==== RECORDS FOR THE TASK

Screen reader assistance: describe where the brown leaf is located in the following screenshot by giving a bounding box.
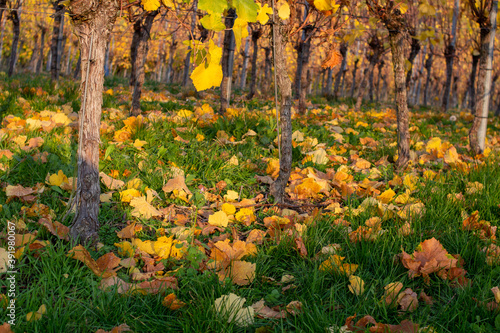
[38,217,69,241]
[398,288,418,312]
[252,299,287,319]
[321,46,342,69]
[138,276,178,294]
[295,236,307,258]
[68,245,116,279]
[116,222,142,239]
[418,290,434,305]
[161,293,186,310]
[96,252,121,276]
[0,323,14,333]
[95,324,132,333]
[401,238,458,283]
[162,175,192,195]
[99,172,125,190]
[99,276,130,294]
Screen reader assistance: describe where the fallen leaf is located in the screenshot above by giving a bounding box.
[68,245,116,279]
[99,172,125,190]
[348,275,365,296]
[161,293,186,310]
[401,238,458,283]
[214,293,255,326]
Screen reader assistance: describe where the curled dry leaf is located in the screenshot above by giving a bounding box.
[99,172,125,190]
[345,315,419,333]
[321,46,342,68]
[68,245,119,279]
[252,299,287,319]
[162,174,193,195]
[116,222,142,239]
[214,293,255,326]
[401,238,458,283]
[161,293,186,310]
[38,217,69,241]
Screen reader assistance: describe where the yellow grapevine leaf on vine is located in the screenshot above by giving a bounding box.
[233,18,248,50]
[314,0,339,12]
[191,40,222,91]
[257,3,273,25]
[198,0,228,14]
[141,0,160,12]
[233,0,259,22]
[278,1,290,20]
[200,13,226,31]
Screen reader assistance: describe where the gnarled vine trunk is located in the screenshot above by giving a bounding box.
[247,28,262,99]
[7,6,21,76]
[129,10,160,116]
[50,0,64,81]
[69,0,120,243]
[270,18,292,203]
[219,8,236,113]
[469,0,498,154]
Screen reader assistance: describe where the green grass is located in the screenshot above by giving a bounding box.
[0,77,500,332]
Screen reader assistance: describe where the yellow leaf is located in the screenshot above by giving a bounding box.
[134,139,148,149]
[208,211,229,228]
[154,236,186,259]
[99,172,125,190]
[224,190,240,201]
[314,0,339,12]
[141,0,160,12]
[234,208,256,226]
[200,13,226,32]
[161,293,186,310]
[161,0,175,9]
[127,178,142,190]
[491,287,500,304]
[120,188,141,202]
[222,202,236,215]
[191,40,222,91]
[115,241,134,257]
[130,196,162,219]
[403,174,418,191]
[233,18,248,51]
[278,1,290,21]
[348,275,365,296]
[307,148,330,164]
[257,3,273,25]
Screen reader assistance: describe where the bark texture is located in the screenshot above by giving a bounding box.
[129,10,159,116]
[333,42,347,99]
[424,45,434,106]
[469,54,480,110]
[469,0,498,155]
[441,0,460,111]
[219,8,236,114]
[7,6,21,77]
[69,0,120,243]
[389,30,410,170]
[247,28,262,99]
[50,0,64,81]
[270,19,292,203]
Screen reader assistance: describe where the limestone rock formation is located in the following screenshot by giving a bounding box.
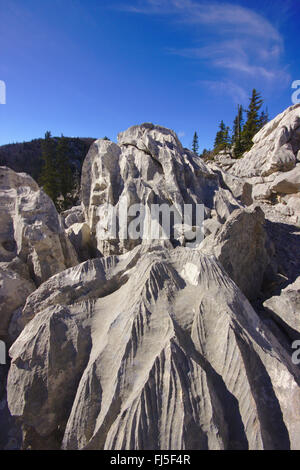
[0,114,300,450]
[201,207,273,300]
[230,104,300,178]
[8,247,300,449]
[0,167,78,284]
[264,277,300,340]
[270,163,300,194]
[82,124,239,255]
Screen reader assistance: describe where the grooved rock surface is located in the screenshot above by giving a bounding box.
[0,114,300,450]
[8,247,300,449]
[81,123,239,255]
[264,277,300,340]
[271,163,300,194]
[201,207,273,300]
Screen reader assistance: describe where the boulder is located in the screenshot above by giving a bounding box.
[81,123,239,256]
[270,163,300,194]
[67,223,92,261]
[230,104,300,178]
[0,263,36,342]
[7,245,300,450]
[264,277,300,340]
[200,207,272,300]
[60,205,84,229]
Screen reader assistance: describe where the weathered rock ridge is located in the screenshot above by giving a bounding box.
[0,106,300,450]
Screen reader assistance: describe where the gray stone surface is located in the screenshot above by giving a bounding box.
[8,246,300,450]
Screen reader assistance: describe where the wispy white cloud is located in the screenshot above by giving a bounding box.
[122,0,290,99]
[196,80,249,104]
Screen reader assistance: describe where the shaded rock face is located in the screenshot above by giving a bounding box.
[82,124,239,255]
[8,247,300,449]
[0,167,78,284]
[201,207,274,300]
[230,104,300,178]
[264,277,300,340]
[209,104,300,225]
[0,117,300,450]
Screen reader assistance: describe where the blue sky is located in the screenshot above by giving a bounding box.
[0,0,300,148]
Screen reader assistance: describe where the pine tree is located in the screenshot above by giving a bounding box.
[192,132,199,155]
[39,131,59,204]
[231,105,244,158]
[56,135,75,210]
[214,121,230,153]
[259,108,269,128]
[241,89,263,152]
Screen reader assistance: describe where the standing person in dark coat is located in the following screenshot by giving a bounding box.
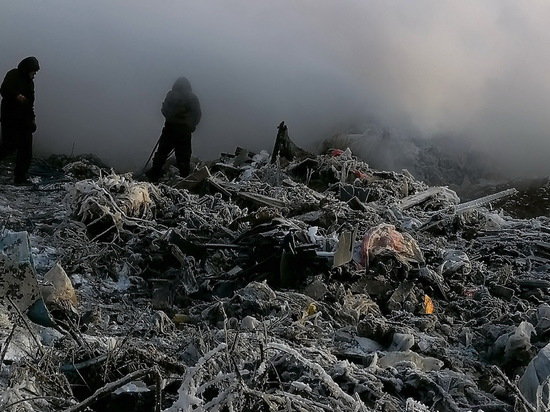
[0,57,40,184]
[146,77,202,182]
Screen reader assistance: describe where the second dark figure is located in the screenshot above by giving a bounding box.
[147,77,202,182]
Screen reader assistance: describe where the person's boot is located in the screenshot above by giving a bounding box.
[145,168,162,183]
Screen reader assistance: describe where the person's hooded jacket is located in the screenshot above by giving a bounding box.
[161,77,202,131]
[0,57,40,124]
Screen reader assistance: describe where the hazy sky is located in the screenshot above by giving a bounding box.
[0,0,550,175]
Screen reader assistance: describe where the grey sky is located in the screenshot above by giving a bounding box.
[0,0,550,175]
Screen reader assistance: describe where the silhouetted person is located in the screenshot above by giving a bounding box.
[0,57,40,184]
[146,77,202,182]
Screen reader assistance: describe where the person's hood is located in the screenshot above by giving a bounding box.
[17,56,40,73]
[172,77,192,93]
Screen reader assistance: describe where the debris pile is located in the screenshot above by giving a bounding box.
[0,133,550,412]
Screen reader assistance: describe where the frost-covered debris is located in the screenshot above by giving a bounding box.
[0,149,550,411]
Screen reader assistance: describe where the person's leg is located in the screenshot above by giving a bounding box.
[147,125,174,181]
[13,128,32,183]
[175,128,196,177]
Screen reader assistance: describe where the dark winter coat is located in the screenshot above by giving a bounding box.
[161,77,202,132]
[0,57,40,124]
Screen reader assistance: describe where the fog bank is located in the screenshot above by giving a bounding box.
[0,0,550,175]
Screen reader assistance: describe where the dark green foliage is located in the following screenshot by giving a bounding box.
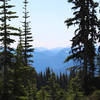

========

■ **WHAT YOU ARE ASKED TO DO**
Present all of the material above as a numbered list with blank lines omitted. Leave out the pictures.

■ **TASK ANSWER**
1. Screen reader assistance: describe where the brown leaf is located in the following screenshot by giving a bounding box.
2. [38,217,69,241]
3. [398,288,418,312]
4. [252,299,287,319]
5. [321,46,342,69]
6. [138,276,178,294]
7. [295,236,307,258]
8. [68,245,116,279]
9. [116,222,142,239]
10. [418,290,434,305]
11. [161,293,186,310]
12. [96,252,121,276]
13. [0,323,14,333]
14. [95,324,132,333]
15. [401,238,458,283]
16. [162,175,192,195]
17. [99,172,125,190]
18. [99,276,130,294]
19. Screen reader assistance: describe where the fallen leaf is located in the screenshot above by giving a bounding box.
20. [68,245,116,279]
21. [99,172,125,190]
22. [348,275,365,296]
23. [161,293,186,310]
24. [401,238,458,283]
25. [214,293,255,326]
26. Screen reader assistance: describe where the curled dry leaf is located in the screenshot above by giving a bounding box.
27. [99,172,125,190]
28. [345,315,419,333]
29. [321,46,342,68]
30. [68,245,119,279]
31. [252,299,287,319]
32. [162,174,193,195]
33. [116,222,142,239]
34. [214,293,255,326]
35. [401,238,458,283]
36. [161,293,186,310]
37. [38,217,69,241]
38. Screen reader assistance: describe where the yellow grapevine leaf on vine is located in the screenshot above by giving a bounding box.
39. [233,18,248,50]
40. [314,0,339,12]
41. [191,40,222,91]
42. [257,3,273,25]
43. [198,0,228,14]
44. [141,0,160,12]
45. [233,0,259,22]
46. [278,1,290,20]
47. [200,13,226,31]
48. Screen reader assistance: describe where the gnarled vine trunk is located in the screenshot above by giving a bounding box.
49. [247,28,262,99]
50. [7,6,21,76]
51. [129,10,160,116]
52. [50,0,64,81]
53. [69,0,120,243]
54. [270,18,292,203]
55. [219,8,236,113]
56. [469,0,498,154]
57. Screen reader assistance: describe where the green grass is located in the screenshot above by giving a bounding box.
58. [0,77,500,332]
59. Screen reader assistance: describe where the yellow leaf is located in the screenshot above by giving a bounding box.
60. [134,139,148,149]
61. [208,211,229,228]
62. [154,236,186,259]
63. [99,172,125,190]
64. [224,190,240,201]
65. [314,0,339,12]
66. [141,0,160,12]
67. [234,208,256,226]
68. [200,13,226,32]
69. [161,293,186,310]
70. [161,0,175,9]
71. [127,178,142,190]
72. [491,287,500,304]
73. [120,188,141,202]
74. [222,202,236,215]
75. [191,40,222,91]
76. [115,241,134,257]
77. [130,196,162,219]
78. [403,174,418,191]
79. [233,18,248,51]
80. [278,1,290,21]
81. [348,275,365,296]
82. [307,148,330,164]
83. [257,3,273,25]
84. Screen reader assistance: describe where the bark texture is located in the screenshot above by giving a bounding box.
85. [129,10,159,116]
86. [333,42,347,99]
87. [424,45,434,106]
88. [469,54,480,110]
89. [469,0,498,155]
90. [441,0,460,111]
91. [219,8,236,114]
92. [7,6,21,77]
93. [69,0,120,243]
94. [389,30,410,170]
95. [247,28,262,99]
96. [50,0,64,81]
97. [270,19,292,203]
98. Screen reader assistance: describe where the limestone rock formation is located in the following screenshot by giving a bounding box.
99. [0,114,300,450]
100. [201,207,273,300]
101. [230,104,300,178]
102. [8,247,300,449]
103. [0,167,78,284]
104. [264,277,300,340]
105. [270,163,300,194]
106. [82,124,239,255]
107. Screen reader assistance: describe where the grooved rock surface is located in the screenshot above by giving a bounding box.
108. [0,114,300,450]
109. [8,247,300,449]
110. [81,123,239,255]
111. [264,277,300,340]
112. [271,163,300,194]
113. [201,207,273,300]
114. Screen reader assistance: describe where the boulder is located in the screenshot above by giving a bounding box.
115. [81,123,239,256]
116. [270,163,300,194]
117. [67,223,92,261]
118. [230,104,300,178]
119. [0,263,36,342]
120. [7,245,300,450]
121. [264,277,300,340]
122. [200,207,272,300]
123. [60,205,84,229]
124. Screen reader assistance: describe where the weathered rock ridge is located in the screenshot above by giving a bounding box.
125. [0,106,300,450]
126. Screen reader assistance: describe where the gray stone surface is located in the screenshot above by giving a bounding box.
127. [8,246,300,450]
128. Screen reader assistance: describe where the wispy white cloud is located in the screenshot above by giving a bounding box.
129. [122,0,290,99]
130. [196,80,249,104]
131. Screen reader assistance: describe where the shaded rock face is located in the screenshot above by giving a bounding box.
132. [82,124,239,255]
133. [8,247,300,449]
134. [0,167,78,284]
135. [201,207,274,300]
136. [230,104,300,178]
137. [264,277,300,340]
138. [209,104,300,225]
139. [0,117,300,450]
140. Screen reader assistance: describe where the blue sky is located in the screenshot above by giving a bounding box.
141. [0,0,300,148]
142. Screen reader assistance: describe where the pine tree is located in the screenshot above by giving a bounding box.
143. [192,132,199,155]
144. [39,131,59,204]
145. [231,105,244,158]
146. [56,135,75,210]
147. [214,121,230,153]
148. [259,108,269,128]
149. [241,89,263,152]
150. Screen reader assistance: describe where the standing person in dark coat is located in the following screenshot by giving a bounding box.
151. [0,57,40,184]
152. [146,77,202,182]
153. Screen reader assistance: describe where the second dark figure is located in the screenshot above by giving a bounding box.
154. [147,77,202,182]
155. Screen reader assistance: describe where the person's boot is located in the screenshot above by giving a bounding box.
156. [145,168,162,183]
157. Screen reader assistance: describe where the person's hooded jacket is located in the screenshot above by giving a bounding box.
158. [161,77,202,131]
159. [0,57,40,124]
160. Screen reader assistance: describe where the hazy sky is located in the screenshot above by giving a bounding box.
161. [0,0,550,175]
162. Screen reader assistance: describe where the grey sky is located in the screenshot above by giving a bounding box.
163. [0,0,550,175]
164. Screen reader assistance: describe where the silhouetted person is located in the screenshot above by giving a bounding box.
165. [0,57,40,184]
166. [146,77,202,182]
167. Screen reader assistance: describe where the person's hood is located in the screenshot above by giving a bounding box.
168. [17,56,40,73]
169. [172,77,192,93]
170. Screen reader assistance: describe where the debris pile is located in the screenshot above by giving a bounding box.
171. [0,133,550,412]
172. Screen reader assistance: describe where the frost-covered debris is located in the screenshot above by giving a bounding box.
173. [0,149,550,411]
174. Screen reader assistance: describe where the person's leg is located in the screenshot above by giving a bounding box.
175. [147,125,174,181]
176. [13,128,32,183]
177. [175,128,196,177]
178. Screen reader assistance: describe where the dark winter coat is located in the screenshot above by giving a bounding box.
179. [161,77,202,132]
180. [0,57,40,124]
181. Screen reader assistance: describe where the fog bank is located in the screenshot above by giving a bounding box.
182. [0,0,550,175]
183. Screen reader assistance: describe where the dark green foliage is located in the following screenshot by giving a bounding box.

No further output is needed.